▶ TASK STATEMENT:
Recreate the entire listing that appears below, exactly.

▶ SUPPLIED RECORDS:
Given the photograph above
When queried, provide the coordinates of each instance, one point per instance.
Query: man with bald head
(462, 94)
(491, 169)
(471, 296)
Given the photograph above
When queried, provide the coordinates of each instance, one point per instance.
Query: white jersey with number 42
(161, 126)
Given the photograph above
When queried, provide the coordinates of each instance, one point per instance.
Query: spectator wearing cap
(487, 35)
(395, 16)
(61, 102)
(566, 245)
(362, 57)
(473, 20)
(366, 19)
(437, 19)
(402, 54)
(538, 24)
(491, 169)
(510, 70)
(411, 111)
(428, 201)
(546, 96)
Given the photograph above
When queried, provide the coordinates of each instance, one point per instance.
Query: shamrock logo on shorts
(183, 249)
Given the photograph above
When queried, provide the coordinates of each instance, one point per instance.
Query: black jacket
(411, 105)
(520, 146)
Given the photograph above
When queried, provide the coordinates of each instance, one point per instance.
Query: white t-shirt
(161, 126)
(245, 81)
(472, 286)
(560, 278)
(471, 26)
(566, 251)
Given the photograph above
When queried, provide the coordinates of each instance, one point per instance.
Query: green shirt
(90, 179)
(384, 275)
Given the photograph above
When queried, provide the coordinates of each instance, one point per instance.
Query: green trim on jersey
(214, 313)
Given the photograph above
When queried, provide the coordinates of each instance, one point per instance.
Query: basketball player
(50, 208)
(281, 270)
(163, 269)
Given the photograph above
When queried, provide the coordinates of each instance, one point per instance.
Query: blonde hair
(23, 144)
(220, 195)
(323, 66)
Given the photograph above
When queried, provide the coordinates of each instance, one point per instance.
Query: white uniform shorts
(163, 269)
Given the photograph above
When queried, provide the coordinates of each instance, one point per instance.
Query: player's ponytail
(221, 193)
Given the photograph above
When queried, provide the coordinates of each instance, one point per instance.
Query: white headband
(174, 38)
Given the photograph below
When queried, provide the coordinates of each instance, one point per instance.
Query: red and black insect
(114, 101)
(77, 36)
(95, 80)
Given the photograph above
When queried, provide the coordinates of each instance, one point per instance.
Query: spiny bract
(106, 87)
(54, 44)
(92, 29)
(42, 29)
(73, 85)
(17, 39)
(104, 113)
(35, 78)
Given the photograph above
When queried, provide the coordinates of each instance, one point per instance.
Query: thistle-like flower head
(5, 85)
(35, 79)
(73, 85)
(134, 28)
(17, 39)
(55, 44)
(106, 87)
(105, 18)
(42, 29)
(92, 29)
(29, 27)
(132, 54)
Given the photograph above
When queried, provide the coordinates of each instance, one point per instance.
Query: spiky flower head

▶ REPLY:
Given the photograph above
When queried, provide the coordinates of each instance, one point per instance.
Query: man with bald head
(462, 94)
(491, 169)
(471, 296)
Given the photograph above
When queried, provide the coordinates of each instance, one point per instance.
Query: white jersey with number 42
(161, 126)
Given the photograph above
When queried, provide the coordinates of each instance, one point per instance.
Query: spectator wearing cap
(487, 35)
(395, 16)
(61, 102)
(566, 245)
(362, 57)
(473, 20)
(366, 19)
(437, 19)
(402, 54)
(538, 24)
(491, 169)
(510, 70)
(411, 111)
(428, 201)
(546, 96)
Given the photograph above
When queried, provide the coordinates of each instance, one point per instance.
Query: shamrock logo on shorts
(183, 249)
Given the photograph above
When queried, provide the coordinates of each instance, one point per instance.
Query: black jacket
(411, 105)
(520, 146)
Given the photograph above
When queried, provide the coordinates of each instance, one point per instance.
Query: white t-shirt
(161, 126)
(245, 81)
(472, 286)
(560, 278)
(471, 26)
(566, 251)
Given the photograph above
When queried, provide the coordinates of each instance, one point per instance.
Query: green shirt
(90, 179)
(384, 275)
Given the photograph above
When queried, provide the coordinates of each instance, one point per instance.
Query: green trim on jersey
(214, 313)
Given the photograph above
When queried, provide the coordinates of each instance, one point per instance.
Query: basketball player
(50, 208)
(281, 270)
(163, 269)
Given the photograph above
When queried, provide the coordinates of each instance, one point per instance.
Query: blonde hair
(23, 144)
(220, 195)
(323, 66)
Given the photograph above
When queried, provide the coordinates of each instance, one point per instance.
Query: white uniform shorts
(163, 269)
Given the photograph above
When queried, provide the coordinates of each instance, one point per instance.
Query: player's ponytail
(221, 193)
Given the photograph above
When queried, provide the coordinates of each instance, one point per instance.
Query: white headband
(174, 38)
Given the photograph below
When queried, provide the coordinates of each instance, one point per instance.
Query: red and black insect
(114, 101)
(77, 36)
(95, 80)
Given the photograph above
When queried, provide the coordinates of each instance, one point per instance.
Query: spiny bract
(106, 87)
(54, 44)
(92, 29)
(42, 29)
(73, 85)
(17, 39)
(104, 113)
(35, 78)
Given the photograph above
When queried, provide the coordinates of each instance, one point per instance.
Query: thistle-like flower head
(5, 85)
(35, 79)
(73, 85)
(134, 28)
(17, 39)
(55, 44)
(106, 87)
(105, 18)
(42, 29)
(92, 29)
(29, 27)
(132, 54)
Given the photograph above
When queried, provide the coordinates of each instance, one point per instance.
Query: spiky flower head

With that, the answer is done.